The proposed A2A railway would have connected to the Alaska Railroad at Delta Junction, Alaska, and run through the Yukon to Fort Nelson, British Columbia, and from there to a terminus at Fort McMurray, Alberta. The A2A Railway had also been negotiating with the Mat-Su Borough on an agreement to complete the Port Mackenzie Railway Extension.

The railroad was planned to interchange with and operate on part of the Alaska Railroad, in order to access Southcentral Alaska and its ports. As of 2020 the project was estimated to cost CA$20 billion. A rival enterprise, G7G Railway, estimated in 2020 the capital cost to be just under US$20 billion. They proposed shipping oil, via the Trans-Alaska Pipeline, from rail cars in Delta Junction to the coast.

== Planning ==
The Van Horne Institute studied the route in 2013. A survey of the proposed route by the development corporation began in July 2020.

On September 25, 2020, US President Donald Trump announced he would issue a presidential permit to the railway, which had an agreement with Alaska Railway to develop a joint operating plan for the rail connection to Canada.

A2A announced that JP Gladu was joining as President of A2A Rail Canada. In July 2020, the company announced the start of land surveys in the Alberta segment. However, there is no evidence of substantive field work being undertaken.

•••

**Directions**
1. Rewrite the A2A railway passage from "The proposed A2A" through "Mackenzie Railway Extension.", putting "Edmonton" in place of "Fort McMurray".
2. Extend the A2A railway passage past its final sentence.

**Supplied material**

•••

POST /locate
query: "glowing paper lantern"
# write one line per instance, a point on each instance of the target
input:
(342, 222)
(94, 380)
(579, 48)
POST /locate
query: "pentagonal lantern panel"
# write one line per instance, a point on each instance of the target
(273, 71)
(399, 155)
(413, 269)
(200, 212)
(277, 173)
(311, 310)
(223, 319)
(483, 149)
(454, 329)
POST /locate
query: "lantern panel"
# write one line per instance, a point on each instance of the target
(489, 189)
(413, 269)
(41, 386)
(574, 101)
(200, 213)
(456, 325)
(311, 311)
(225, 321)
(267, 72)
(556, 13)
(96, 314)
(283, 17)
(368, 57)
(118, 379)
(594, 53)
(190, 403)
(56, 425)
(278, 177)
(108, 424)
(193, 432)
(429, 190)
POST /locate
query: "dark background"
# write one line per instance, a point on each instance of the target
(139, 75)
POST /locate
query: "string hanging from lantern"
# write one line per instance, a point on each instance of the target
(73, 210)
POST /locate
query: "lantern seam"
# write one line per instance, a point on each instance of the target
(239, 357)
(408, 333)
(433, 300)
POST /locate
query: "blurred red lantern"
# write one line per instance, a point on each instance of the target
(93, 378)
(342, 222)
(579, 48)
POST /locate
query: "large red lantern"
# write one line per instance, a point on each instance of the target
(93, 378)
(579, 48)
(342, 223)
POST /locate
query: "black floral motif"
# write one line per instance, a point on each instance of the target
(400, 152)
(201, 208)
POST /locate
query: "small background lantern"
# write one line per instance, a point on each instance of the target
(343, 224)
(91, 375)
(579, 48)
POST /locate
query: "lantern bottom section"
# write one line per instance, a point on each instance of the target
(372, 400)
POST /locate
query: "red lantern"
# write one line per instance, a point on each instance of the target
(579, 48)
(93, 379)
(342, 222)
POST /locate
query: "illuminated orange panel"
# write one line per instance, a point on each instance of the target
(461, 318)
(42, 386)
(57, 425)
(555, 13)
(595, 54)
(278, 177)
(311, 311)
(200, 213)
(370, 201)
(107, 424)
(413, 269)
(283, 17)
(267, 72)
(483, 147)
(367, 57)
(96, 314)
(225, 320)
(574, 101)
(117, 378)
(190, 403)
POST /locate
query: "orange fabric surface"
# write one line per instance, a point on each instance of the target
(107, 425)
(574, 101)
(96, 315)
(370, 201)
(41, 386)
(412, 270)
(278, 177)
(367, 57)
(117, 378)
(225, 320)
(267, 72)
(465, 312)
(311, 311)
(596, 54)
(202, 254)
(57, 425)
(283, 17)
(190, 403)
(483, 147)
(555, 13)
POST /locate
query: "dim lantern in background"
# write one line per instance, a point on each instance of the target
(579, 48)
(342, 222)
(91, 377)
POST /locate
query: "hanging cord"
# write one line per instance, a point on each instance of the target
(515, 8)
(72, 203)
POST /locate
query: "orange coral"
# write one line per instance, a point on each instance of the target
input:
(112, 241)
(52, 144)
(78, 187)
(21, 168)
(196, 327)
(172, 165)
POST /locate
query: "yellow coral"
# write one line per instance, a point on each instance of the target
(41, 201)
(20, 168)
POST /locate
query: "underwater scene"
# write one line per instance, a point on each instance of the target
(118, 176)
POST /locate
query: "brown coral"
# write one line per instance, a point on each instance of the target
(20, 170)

•••

**Answers to the tasks**
1.
The proposed A2A railway would have connected to the Alaska Railroad at Delta Junction, Alaska, and run through the Yukon to Fort Nelson, British Columbia, and from there to a terminus at Edmonton, Alberta. The A2A Railway had also been negotiating with the Mat-Su Borough on an agreement to complete the Port Mackenzie Railway Extension.

2.
==Creditor protection==
In 2021, the Ontario Securities Commission (OSC) began investigating irregularities in the business dealings between the main financier of the A2A project, Bridging Finance Inc., and A2A's president, Sean McCoshen. The OSC alleged that following the funding of loans to various McCoshen companies, McCoshen funnelled a total of $19.5 million to Bridging's CEO David Sharpe. Additionally, the OSC also alleged that "millions of dollars pledged for A2A rail also went to McCoshen's personal bank account and to an apparently unrelated company controlled by him."

With the investigation underway, Bridging Finance was placed under receivership in April 2021. Bridging's receiver, PricewaterhouseCoopers requested repayment of A2A's $149 million loan in early June 2021. A2A did not have the funds available to repay the loan and it filed for creditor protection in June 2021. McCoshen no longer appeared on the A2A website as an officer of the company.

Work on the project was abandoned.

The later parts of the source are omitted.